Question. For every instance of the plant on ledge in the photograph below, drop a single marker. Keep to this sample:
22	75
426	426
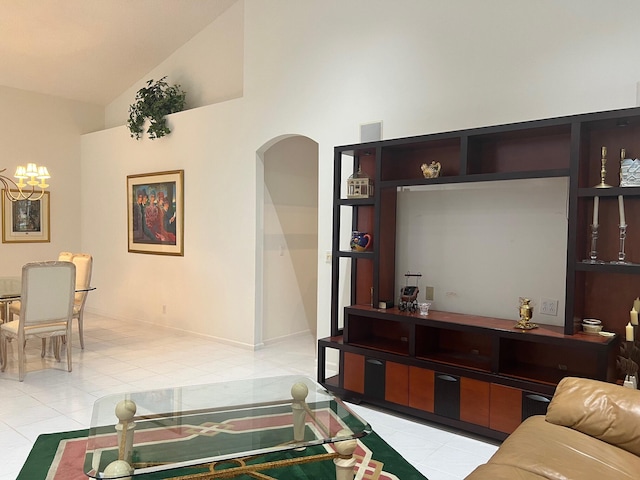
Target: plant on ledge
153	102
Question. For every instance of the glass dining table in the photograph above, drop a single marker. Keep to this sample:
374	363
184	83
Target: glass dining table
10	291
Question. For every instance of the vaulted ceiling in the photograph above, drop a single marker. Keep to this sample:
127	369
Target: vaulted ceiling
93	50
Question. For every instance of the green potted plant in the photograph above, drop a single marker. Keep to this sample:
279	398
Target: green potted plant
153	102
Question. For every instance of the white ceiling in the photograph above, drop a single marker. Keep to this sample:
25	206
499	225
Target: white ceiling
93	50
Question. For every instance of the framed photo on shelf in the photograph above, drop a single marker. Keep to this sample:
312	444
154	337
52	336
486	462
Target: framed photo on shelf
155	213
25	221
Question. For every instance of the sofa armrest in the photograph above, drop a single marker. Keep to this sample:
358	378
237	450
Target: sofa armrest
606	411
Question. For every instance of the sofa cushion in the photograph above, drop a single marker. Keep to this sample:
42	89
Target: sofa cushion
492	471
549	451
602	410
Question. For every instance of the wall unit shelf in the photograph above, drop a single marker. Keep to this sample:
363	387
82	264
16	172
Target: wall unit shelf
476	372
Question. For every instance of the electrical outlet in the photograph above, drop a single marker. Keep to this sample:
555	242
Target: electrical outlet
549	307
428	294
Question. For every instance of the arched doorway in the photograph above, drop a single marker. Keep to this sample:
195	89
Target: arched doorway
287	257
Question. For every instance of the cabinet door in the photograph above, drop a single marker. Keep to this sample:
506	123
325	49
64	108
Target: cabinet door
421	388
374	378
396	383
447	396
534	404
506	408
353	372
475	398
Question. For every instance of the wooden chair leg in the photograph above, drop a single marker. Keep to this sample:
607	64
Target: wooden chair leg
68	357
56	347
3	345
81	329
21	361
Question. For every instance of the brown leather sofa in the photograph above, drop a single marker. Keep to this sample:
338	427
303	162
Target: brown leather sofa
591	431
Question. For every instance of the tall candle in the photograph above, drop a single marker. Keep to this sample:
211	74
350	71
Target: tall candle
621	208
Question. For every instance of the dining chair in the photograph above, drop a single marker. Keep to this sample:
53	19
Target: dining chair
84	268
46	310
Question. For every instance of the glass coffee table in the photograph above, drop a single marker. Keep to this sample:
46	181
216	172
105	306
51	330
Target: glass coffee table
220	428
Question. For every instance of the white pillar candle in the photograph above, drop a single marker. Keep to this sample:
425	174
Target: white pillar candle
621	208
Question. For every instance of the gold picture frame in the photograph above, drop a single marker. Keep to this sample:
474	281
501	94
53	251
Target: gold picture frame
155	213
25	221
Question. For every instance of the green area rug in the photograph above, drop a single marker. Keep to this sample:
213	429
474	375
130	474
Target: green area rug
60	456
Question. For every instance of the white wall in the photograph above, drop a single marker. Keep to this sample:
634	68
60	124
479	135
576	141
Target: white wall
209	67
290	238
320	69
46	130
482	246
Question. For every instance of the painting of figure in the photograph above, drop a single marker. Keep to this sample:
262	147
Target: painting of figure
155	202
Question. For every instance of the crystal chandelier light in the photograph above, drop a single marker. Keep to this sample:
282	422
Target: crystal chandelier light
34	175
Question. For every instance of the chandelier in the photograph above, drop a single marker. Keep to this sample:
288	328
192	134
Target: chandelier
34	175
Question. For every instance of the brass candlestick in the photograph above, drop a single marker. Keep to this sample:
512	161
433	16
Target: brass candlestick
526	314
603	170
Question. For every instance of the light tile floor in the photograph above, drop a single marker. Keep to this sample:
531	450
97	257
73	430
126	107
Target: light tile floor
121	356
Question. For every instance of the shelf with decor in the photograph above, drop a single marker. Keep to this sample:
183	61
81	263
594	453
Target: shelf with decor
441	366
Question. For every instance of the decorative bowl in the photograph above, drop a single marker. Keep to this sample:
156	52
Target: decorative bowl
591	328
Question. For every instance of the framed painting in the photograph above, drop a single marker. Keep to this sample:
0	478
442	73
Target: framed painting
155	207
25	221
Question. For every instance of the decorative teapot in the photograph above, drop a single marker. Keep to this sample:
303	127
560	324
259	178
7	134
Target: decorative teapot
432	170
360	241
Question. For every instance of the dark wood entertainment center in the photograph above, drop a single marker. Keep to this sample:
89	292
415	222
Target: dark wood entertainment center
474	372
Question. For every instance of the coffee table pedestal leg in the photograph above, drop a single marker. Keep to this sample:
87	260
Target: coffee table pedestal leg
345	463
299	392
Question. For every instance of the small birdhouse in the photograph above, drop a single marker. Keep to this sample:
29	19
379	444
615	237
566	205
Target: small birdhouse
359	185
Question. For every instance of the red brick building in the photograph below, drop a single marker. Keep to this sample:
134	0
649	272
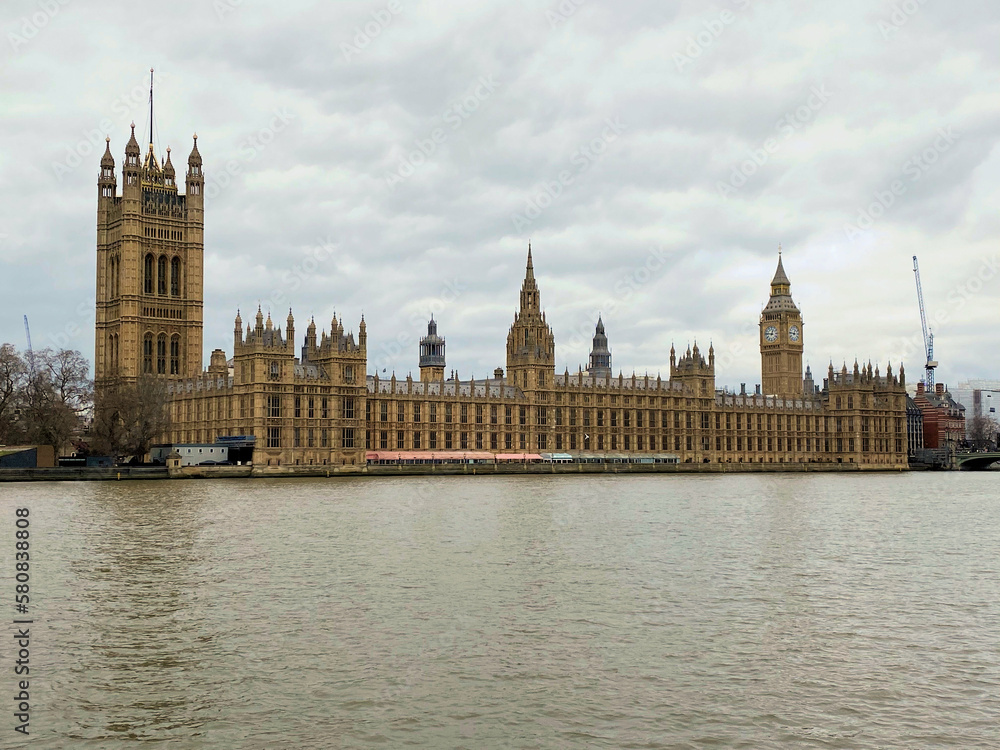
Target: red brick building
944	417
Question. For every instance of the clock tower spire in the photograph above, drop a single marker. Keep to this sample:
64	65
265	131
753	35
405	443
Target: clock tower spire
781	339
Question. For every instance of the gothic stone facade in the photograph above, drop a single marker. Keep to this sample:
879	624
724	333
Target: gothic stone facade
150	245
320	408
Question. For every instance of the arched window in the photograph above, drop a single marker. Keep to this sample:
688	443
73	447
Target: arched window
175	355
147	353
175	277
161	276
161	354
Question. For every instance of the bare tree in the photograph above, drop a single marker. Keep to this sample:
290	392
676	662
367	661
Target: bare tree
56	397
13	379
128	417
982	431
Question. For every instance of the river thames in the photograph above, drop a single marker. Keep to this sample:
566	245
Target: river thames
785	611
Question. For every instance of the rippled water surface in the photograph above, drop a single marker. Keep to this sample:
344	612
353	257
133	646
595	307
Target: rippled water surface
521	612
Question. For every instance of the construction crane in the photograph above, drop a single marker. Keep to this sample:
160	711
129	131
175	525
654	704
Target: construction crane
31	353
928	335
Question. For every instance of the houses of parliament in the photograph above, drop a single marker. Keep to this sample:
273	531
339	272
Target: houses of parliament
310	401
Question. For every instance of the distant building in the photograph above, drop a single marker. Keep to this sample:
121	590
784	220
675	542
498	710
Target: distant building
192	454
150	268
27	457
600	355
981	398
317	405
943	416
914	428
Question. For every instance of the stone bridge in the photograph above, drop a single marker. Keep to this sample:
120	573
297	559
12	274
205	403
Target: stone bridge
976	461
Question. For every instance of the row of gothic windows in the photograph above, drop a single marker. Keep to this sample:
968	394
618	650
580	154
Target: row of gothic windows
155	276
160	358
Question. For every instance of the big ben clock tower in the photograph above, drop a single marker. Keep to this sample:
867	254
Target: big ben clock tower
781	340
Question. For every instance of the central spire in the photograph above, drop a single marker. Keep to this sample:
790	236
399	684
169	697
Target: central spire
530	304
151	109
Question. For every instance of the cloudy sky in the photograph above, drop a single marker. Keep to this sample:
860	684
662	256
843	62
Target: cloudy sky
395	158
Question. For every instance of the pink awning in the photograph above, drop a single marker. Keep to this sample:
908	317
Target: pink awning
429	456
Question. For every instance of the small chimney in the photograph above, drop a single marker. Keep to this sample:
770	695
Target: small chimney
218	362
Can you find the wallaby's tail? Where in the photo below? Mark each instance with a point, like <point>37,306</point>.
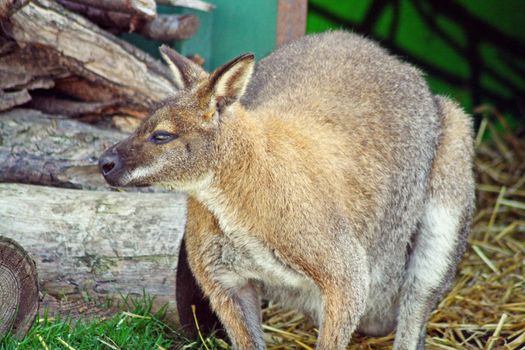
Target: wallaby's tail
<point>452,179</point>
<point>441,238</point>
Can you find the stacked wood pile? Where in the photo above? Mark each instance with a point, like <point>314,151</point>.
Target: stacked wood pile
<point>62,59</point>
<point>64,56</point>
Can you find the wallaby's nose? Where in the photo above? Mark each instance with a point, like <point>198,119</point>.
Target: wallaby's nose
<point>109,161</point>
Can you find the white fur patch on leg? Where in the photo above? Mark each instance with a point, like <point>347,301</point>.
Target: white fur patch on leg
<point>435,244</point>
<point>430,259</point>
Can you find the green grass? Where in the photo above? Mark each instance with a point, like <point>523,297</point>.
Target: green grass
<point>138,328</point>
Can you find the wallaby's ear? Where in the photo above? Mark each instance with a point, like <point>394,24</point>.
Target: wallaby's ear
<point>229,81</point>
<point>185,72</point>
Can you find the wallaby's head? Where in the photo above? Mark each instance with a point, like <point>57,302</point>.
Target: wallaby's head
<point>177,143</point>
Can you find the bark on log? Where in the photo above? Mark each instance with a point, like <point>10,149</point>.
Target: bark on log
<point>193,4</point>
<point>19,293</point>
<point>168,27</point>
<point>113,21</point>
<point>37,148</point>
<point>99,243</point>
<point>144,8</point>
<point>90,52</point>
<point>162,27</point>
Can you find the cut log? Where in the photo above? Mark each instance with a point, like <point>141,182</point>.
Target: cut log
<point>9,100</point>
<point>37,148</point>
<point>19,294</point>
<point>54,105</point>
<point>101,243</point>
<point>169,27</point>
<point>87,51</point>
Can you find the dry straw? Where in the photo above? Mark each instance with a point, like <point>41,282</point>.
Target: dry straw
<point>486,307</point>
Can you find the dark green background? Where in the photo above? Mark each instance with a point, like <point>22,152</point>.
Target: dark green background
<point>472,50</point>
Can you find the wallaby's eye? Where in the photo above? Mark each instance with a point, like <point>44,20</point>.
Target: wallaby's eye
<point>161,137</point>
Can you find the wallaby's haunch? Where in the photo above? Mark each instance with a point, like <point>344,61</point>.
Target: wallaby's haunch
<point>328,178</point>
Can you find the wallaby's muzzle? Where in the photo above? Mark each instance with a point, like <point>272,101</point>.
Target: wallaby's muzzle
<point>110,165</point>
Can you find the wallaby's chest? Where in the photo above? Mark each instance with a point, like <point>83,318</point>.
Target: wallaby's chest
<point>248,258</point>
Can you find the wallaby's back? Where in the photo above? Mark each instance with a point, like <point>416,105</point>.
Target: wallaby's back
<point>383,105</point>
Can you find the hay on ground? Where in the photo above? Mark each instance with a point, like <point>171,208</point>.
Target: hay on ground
<point>486,307</point>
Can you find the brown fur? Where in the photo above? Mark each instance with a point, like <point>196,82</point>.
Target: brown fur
<point>321,188</point>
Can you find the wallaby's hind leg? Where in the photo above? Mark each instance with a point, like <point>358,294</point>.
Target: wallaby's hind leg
<point>431,270</point>
<point>444,227</point>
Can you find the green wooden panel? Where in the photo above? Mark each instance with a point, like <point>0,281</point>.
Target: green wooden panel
============
- _DIRECTIONS_:
The required output is a copy of each line in the records where the string "panel" occurs.

- _FINISHED EXERCISE_:
Can you find the green wooden panel? Where in the photo above? Mark each instance with a point, like <point>0,281</point>.
Target: green wooden panel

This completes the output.